The Masonic Temple Building (also known as the Scoville Block, Gilmore's Store, and Scoville Square Building) is a historic Prairie-style building in Oak Park, Illinois, at the corner of Oak Park Avenue and Lake Street. It is in the Ridgeland-Oak Park Historic District and was individually listed on the National Register of Historic Places in 1982.

The building is one of only a few commercial buildings built in the Prairie School architectural style. The three-story building was built for C. B. Scoville to a design by E. E. Roberts and was constructed between 1906 and 1909. The first floor was designed for retail use, with iron and glass storefronts. A course of limestone separates the storefronts from the upper stories, which are faced with brick. A fourth story was added in 1914. Architectural details in the interior include an oak staircase and a lobby with leaded art-glass windows and marble wainscoting.

Pointing records
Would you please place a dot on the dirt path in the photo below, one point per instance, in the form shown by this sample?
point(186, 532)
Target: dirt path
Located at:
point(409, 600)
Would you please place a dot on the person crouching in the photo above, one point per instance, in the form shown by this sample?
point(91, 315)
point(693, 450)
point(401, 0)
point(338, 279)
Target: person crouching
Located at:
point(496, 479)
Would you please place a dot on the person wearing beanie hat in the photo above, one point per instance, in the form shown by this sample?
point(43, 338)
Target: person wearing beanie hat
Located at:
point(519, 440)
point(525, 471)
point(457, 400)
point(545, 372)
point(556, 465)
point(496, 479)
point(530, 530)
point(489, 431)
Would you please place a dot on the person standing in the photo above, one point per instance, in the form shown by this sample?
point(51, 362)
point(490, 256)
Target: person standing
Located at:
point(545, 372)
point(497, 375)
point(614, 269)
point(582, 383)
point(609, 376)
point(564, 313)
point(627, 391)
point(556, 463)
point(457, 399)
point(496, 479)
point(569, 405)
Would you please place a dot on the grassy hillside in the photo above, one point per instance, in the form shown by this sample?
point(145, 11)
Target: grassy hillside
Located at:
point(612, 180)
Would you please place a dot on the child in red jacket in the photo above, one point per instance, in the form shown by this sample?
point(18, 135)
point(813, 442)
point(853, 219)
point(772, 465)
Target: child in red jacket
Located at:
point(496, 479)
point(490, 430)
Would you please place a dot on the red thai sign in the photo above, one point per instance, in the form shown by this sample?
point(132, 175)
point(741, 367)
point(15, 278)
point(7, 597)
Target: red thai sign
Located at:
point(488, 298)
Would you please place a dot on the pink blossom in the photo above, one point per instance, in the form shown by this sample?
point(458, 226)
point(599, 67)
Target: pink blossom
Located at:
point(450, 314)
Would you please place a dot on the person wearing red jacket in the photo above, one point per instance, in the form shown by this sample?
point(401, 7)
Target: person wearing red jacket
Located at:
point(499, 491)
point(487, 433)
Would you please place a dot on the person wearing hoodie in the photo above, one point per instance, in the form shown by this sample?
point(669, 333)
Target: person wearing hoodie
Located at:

...

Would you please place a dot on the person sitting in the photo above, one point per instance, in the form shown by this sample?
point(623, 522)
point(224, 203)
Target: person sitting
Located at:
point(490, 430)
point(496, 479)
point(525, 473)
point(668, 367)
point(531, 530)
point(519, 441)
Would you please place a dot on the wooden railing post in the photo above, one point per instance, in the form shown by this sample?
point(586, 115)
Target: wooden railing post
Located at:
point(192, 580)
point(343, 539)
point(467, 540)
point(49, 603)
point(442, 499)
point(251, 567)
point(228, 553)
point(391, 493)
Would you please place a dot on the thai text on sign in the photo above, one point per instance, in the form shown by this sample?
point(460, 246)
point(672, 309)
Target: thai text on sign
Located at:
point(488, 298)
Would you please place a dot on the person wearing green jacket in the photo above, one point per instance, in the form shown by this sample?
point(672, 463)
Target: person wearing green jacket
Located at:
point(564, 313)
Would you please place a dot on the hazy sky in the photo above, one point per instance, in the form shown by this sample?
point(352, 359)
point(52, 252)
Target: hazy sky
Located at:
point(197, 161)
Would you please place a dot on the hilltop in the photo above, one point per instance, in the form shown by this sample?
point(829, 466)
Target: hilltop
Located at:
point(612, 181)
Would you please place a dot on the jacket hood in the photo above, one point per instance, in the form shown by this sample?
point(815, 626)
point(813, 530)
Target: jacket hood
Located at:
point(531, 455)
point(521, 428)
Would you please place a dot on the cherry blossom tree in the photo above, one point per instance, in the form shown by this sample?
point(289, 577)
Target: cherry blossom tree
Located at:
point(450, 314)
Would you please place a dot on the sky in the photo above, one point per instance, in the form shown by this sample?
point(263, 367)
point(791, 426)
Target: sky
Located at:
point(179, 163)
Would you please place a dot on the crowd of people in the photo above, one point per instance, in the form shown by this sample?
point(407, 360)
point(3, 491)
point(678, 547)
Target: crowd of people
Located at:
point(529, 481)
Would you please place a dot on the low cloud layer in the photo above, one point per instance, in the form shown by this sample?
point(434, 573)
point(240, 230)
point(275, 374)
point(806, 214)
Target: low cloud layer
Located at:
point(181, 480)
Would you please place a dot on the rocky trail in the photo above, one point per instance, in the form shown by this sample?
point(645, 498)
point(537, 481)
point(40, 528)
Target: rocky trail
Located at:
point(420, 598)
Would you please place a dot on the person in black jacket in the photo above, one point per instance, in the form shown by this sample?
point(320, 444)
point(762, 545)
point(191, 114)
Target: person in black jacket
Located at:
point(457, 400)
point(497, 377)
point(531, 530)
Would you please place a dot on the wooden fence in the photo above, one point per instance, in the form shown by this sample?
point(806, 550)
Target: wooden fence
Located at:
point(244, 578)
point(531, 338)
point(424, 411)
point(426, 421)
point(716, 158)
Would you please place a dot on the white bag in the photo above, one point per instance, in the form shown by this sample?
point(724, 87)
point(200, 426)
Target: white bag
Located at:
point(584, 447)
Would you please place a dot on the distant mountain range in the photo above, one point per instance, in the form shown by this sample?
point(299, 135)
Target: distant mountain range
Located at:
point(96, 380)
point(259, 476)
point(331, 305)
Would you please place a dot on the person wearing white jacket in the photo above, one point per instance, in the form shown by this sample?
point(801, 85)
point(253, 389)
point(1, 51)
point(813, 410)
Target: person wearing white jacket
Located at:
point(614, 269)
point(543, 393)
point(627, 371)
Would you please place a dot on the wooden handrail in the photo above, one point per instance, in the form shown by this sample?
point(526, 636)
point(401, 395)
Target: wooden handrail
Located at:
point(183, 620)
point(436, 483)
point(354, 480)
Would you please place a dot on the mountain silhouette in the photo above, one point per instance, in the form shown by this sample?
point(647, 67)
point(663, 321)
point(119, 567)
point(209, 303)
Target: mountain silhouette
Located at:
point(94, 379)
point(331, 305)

--

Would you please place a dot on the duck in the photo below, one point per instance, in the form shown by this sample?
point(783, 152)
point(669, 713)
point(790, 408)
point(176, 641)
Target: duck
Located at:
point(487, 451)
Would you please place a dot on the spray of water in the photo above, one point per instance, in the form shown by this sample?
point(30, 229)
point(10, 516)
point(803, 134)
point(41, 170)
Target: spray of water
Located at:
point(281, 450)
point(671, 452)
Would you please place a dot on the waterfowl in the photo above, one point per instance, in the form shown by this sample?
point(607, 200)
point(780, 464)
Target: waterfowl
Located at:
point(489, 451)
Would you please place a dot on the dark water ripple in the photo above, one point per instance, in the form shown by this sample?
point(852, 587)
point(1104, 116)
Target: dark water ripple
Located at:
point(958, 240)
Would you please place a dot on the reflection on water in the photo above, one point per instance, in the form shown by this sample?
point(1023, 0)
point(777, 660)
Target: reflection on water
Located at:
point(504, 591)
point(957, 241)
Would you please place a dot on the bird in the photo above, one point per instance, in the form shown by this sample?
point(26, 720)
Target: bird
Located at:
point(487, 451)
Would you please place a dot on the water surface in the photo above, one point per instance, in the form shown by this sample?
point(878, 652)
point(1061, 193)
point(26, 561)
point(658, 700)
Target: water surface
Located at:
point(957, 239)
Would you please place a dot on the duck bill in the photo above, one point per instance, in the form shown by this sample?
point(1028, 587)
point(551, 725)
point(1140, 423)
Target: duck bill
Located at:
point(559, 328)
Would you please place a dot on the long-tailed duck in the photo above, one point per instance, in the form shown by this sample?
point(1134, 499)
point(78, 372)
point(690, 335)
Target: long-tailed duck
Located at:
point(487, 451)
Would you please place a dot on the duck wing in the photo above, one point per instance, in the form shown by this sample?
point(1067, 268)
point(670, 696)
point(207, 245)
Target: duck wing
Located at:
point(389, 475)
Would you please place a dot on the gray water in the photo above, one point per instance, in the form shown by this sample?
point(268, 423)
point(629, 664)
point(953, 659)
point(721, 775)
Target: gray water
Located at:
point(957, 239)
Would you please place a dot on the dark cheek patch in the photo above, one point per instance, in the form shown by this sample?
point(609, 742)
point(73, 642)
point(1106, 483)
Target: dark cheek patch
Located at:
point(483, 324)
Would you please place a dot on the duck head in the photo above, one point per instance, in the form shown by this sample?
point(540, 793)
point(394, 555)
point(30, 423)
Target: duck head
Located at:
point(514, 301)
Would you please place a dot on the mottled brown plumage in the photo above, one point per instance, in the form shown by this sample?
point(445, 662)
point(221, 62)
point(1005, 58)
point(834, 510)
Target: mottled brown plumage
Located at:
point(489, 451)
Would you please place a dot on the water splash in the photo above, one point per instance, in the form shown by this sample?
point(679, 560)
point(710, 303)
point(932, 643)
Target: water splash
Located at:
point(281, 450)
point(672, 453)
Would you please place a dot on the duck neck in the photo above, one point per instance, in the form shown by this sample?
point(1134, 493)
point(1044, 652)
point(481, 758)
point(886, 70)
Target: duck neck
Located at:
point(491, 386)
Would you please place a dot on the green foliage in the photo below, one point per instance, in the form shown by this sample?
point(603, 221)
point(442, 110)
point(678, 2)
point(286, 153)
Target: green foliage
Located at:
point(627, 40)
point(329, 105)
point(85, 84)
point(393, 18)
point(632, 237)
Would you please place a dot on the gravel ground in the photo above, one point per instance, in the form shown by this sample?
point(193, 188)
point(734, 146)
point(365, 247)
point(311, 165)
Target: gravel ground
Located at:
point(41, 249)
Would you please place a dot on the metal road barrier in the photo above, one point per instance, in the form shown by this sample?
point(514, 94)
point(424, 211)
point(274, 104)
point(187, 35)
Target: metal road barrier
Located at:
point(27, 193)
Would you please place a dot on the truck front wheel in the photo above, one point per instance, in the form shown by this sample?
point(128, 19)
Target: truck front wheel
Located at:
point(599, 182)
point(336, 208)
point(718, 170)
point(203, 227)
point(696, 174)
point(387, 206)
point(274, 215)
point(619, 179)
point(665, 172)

§ REQUIREMENTS
Duplicate the stretch of the Masonic Temple Building description from "The building is" through "and marble wainscoting.".

§ THE OUTPUT
The building is one of only a few commercial buildings built in the Prairie School architectural style. The three-story building was built for C. B. Scoville to a design by E. E. Roberts and was constructed between 1906 and 1909. The first floor was designed for retail use, with iron and glass storefronts. A course of limestone separates the storefronts from the upper stories, which are faced with brick. A fourth story was added in 1914. Architectural details in the interior include an oak staircase and a lobby with leaded art-glass windows and marble wainscoting.